* PROVIDED PASSAGE *

*****

Staying woke to racial justice became a “thing” over the past few years, especially after the death of Freddie Gray in April 2015 and continued [police] violence against Black bodies captured on video. In the past 12 months it became a “super thing” because of the killing of George Floyd and continued violence against Black bodies. Today, May 25 2021, is the one-year anniversary of George Floyd’s killing. It’s a day of reckoning of whether we will continue to wake up for racial justice for Mr. Floyd, Mr. Gray, Ms. Jones, Ms.Bland and the known and unknown others who have been unjustly persecuted and killed with the support of the police state.
This is the intention that we must carry: I will stay woke for racial justice.
We must stay woke even while the #Black Lives Matter rhetoric from the colonized spaces continue to crack open and reveal the superficial actions of White Supremacy over the past year. We must stay woke even while we’re “returning to normal” [after 14 months of a pandemic that claimed almost 3.5 million lives worldwide].

*****

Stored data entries
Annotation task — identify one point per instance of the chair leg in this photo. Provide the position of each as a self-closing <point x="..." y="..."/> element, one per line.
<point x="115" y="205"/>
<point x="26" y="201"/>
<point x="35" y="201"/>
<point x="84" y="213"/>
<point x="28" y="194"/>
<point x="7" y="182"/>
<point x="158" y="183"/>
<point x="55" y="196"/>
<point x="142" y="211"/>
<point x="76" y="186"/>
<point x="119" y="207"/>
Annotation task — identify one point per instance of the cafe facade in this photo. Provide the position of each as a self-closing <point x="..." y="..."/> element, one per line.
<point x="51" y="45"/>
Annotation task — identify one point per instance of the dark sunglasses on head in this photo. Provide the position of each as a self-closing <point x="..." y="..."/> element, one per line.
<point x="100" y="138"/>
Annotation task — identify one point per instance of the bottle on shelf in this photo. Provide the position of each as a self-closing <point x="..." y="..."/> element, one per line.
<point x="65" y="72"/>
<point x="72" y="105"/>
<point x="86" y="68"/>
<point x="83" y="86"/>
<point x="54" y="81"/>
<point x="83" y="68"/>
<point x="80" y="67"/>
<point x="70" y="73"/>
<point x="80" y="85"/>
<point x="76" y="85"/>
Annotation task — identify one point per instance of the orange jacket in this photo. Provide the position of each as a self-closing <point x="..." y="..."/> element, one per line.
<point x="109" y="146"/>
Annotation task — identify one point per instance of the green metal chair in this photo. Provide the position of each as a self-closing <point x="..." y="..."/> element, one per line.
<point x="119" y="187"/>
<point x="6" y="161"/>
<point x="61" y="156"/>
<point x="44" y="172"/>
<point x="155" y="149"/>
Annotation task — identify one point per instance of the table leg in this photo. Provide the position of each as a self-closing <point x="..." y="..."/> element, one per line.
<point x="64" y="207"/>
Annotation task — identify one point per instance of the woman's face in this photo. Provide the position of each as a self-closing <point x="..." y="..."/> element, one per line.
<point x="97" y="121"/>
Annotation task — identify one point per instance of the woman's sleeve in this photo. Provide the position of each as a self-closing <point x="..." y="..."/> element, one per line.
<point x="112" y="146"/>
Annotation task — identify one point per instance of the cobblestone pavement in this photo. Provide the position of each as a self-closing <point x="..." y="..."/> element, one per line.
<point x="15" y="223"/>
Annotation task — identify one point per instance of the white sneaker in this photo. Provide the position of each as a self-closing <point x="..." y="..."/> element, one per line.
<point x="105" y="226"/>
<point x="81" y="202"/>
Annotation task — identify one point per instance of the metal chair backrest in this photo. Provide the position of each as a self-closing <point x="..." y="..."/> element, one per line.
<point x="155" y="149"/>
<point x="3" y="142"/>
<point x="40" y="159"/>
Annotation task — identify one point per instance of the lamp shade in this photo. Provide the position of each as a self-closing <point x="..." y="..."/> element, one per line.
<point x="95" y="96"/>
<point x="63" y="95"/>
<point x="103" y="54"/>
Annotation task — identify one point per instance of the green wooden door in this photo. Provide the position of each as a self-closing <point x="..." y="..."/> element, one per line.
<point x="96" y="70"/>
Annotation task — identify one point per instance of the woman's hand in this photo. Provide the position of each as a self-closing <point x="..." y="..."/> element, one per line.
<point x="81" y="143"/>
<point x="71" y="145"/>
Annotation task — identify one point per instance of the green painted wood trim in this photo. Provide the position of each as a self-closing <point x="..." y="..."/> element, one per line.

*****

* EXERCISE DIRECTIONS *
Extend the text on staying woke for racial justice, starting after its last sentence.

* ANSWER FOR THE TASK *
In these past 14 months some reflected on the value of Black lives because of the disproportionate impact of the pandemic on those who are working poor, non-white, and essential workers. Almost 3 months into this pandemic we saw George Floyd’s body being disposed of callously, collectively. Because we were already vulnerable and unrooted from our normally distracted and sleepwalking minds, we paused, and the images of Black death and Black protest made an impression. There were sufficient conditions at play in our society to allow a collective engagement with the history of violence against Black people. We caught a glimpse, an opening, into an America that was reckoning with its nursemaid of White Supremacy. In some corners it seemed the nursemaid was being asked: “why did you rear me this way?” Eyes were “seeing” the truth of our inhumanity against each other, against the “other”, against all that was not white.
On the anniversary of George Floyd’s killing and 14 months into a pandemic, almost 50% of the US has been vaccinated against COVID19-the virus causing the pandemic. And while this may protect us from being infected with the virus while we resume our normal busy way of being in the world, it also supports us falling back to sleep to racial justice. During the pandemic many of us had to stop our normal lives and quarantine, we slowed down. And in this pause we had more time to be kind to ourselves and to see ourselves in others. We began to wake up to what was in front of us-the birdsong and the less polluted air; and the racial violence against Black and Brown bodies. And many joined the protest against white supremacy. The vaccine may allow us to resume our busy lives. But this business numbs us to seeing each other as ourselves. The vaccine in effect also immunizes us against feeling kindness and compassion for ourselves and for others, immunizes us against being woke.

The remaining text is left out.